- _TASK INPUT_
+++++

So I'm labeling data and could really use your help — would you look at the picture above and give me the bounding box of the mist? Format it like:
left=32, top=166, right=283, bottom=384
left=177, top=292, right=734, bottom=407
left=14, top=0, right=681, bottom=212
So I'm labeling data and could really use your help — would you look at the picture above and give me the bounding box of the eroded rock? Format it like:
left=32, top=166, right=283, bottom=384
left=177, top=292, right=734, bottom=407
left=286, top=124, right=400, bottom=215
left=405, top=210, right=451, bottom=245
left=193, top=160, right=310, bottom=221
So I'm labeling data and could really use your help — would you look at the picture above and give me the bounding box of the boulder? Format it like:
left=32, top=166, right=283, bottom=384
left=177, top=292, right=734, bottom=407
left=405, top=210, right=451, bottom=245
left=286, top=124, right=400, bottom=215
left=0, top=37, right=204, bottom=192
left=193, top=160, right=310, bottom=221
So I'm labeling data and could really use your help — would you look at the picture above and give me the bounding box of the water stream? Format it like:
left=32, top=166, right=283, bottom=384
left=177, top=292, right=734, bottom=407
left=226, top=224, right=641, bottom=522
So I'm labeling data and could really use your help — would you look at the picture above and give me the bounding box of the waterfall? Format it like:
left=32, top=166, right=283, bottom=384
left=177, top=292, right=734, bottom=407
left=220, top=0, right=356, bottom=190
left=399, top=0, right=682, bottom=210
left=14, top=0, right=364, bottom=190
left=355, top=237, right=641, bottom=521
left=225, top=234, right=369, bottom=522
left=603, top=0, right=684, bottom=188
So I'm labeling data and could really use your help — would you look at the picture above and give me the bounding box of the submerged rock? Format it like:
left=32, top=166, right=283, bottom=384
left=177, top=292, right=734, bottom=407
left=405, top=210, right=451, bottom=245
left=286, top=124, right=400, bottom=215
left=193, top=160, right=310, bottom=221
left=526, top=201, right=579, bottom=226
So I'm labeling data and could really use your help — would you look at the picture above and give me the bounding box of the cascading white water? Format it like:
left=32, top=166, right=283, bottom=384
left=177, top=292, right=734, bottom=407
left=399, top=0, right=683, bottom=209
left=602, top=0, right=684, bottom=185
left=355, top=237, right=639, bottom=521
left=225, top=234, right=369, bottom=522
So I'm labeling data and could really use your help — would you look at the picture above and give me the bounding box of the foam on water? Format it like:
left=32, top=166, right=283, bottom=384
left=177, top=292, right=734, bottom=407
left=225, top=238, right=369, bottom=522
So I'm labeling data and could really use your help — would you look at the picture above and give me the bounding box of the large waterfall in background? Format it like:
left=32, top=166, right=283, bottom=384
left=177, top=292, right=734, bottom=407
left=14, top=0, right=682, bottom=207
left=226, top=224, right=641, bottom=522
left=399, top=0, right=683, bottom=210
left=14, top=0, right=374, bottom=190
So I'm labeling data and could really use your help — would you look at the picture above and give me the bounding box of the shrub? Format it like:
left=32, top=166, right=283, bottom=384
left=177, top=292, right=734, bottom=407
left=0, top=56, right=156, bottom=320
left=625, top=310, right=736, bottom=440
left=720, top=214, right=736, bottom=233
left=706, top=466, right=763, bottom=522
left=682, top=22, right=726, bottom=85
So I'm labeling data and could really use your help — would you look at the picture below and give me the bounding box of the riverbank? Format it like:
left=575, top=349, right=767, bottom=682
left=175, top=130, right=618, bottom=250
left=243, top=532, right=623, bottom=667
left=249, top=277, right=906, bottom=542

+++++

- _EXERCISE DETAILS_
Copy all of the lines above, unchanged.

- _OUTPUT_
So I'm labeling data and could really use your help — would you look at the picture above and give me the bounding box of the mist? Format it like:
left=32, top=166, right=283, bottom=384
left=177, top=292, right=734, bottom=407
left=14, top=0, right=681, bottom=212
So I'm labeling data and could really use your help — would you look at the picture above and give me the bounding box of the eroded rock? Format it like:
left=32, top=166, right=283, bottom=384
left=177, top=292, right=734, bottom=407
left=286, top=124, right=400, bottom=215
left=405, top=210, right=451, bottom=245
left=193, top=160, right=310, bottom=221
So I'm labeling data and could really use your help — would you look at the picture above and give me the bounding box of the boulder? Format it like:
left=32, top=166, right=283, bottom=384
left=177, top=292, right=734, bottom=407
left=405, top=210, right=451, bottom=245
left=286, top=124, right=400, bottom=215
left=0, top=37, right=204, bottom=192
left=193, top=160, right=310, bottom=221
So I'm labeling data and could really use your help — would you look at the picture above and give me the bounding box of the water stream? Format it like:
left=32, top=166, right=283, bottom=384
left=177, top=292, right=734, bottom=407
left=226, top=224, right=641, bottom=522
So I'm labeling data and could really use your help — would you look at the picture above and give me the bounding box of the waterfall? Format it like:
left=32, top=166, right=283, bottom=384
left=177, top=292, right=734, bottom=407
left=220, top=0, right=356, bottom=190
left=399, top=0, right=682, bottom=210
left=14, top=0, right=364, bottom=190
left=355, top=237, right=641, bottom=521
left=225, top=234, right=369, bottom=522
left=603, top=0, right=684, bottom=188
So I'm labeling data and could really use your help — would you look at the picture above and give me the bounding box of the submerged rock? Format it like:
left=32, top=166, right=283, bottom=384
left=177, top=292, right=734, bottom=407
left=405, top=210, right=451, bottom=245
left=286, top=124, right=400, bottom=215
left=193, top=160, right=310, bottom=221
left=526, top=201, right=579, bottom=226
So I'm labeling data and could really use your help — would you look at the picture above and give me the bounding box of the cascading white water? Format it like:
left=32, top=166, right=283, bottom=384
left=177, top=292, right=734, bottom=407
left=399, top=0, right=683, bottom=209
left=602, top=0, right=684, bottom=185
left=355, top=237, right=639, bottom=521
left=225, top=234, right=369, bottom=522
So I'm labeling data and could really use your help — would you look at the picture above and give me the bounding box of the foam on water? Format it like:
left=32, top=166, right=283, bottom=384
left=177, top=292, right=734, bottom=407
left=225, top=238, right=369, bottom=522
So I'm labeling data and could really use your help — would you look at the picture above and give me the bounding box of the large waterfall in background? Format it like:
left=32, top=166, right=283, bottom=384
left=177, top=292, right=734, bottom=407
left=14, top=0, right=682, bottom=207
left=226, top=224, right=641, bottom=522
left=399, top=0, right=683, bottom=210
left=14, top=0, right=374, bottom=190
So I'm labeling data and could really use your help — would you look at the picture above and give me the bounding box of the shrub? Format it like:
left=32, top=166, right=283, bottom=384
left=177, top=292, right=734, bottom=407
left=0, top=56, right=156, bottom=320
left=625, top=310, right=736, bottom=440
left=720, top=214, right=736, bottom=233
left=706, top=466, right=763, bottom=522
left=682, top=22, right=726, bottom=85
So I'm labeling data and could really use your help — would you look at the picture below and give me the bounding box of the riverbank? Format it like:
left=575, top=349, right=767, bottom=682
left=175, top=130, right=618, bottom=250
left=243, top=532, right=623, bottom=667
left=249, top=277, right=906, bottom=542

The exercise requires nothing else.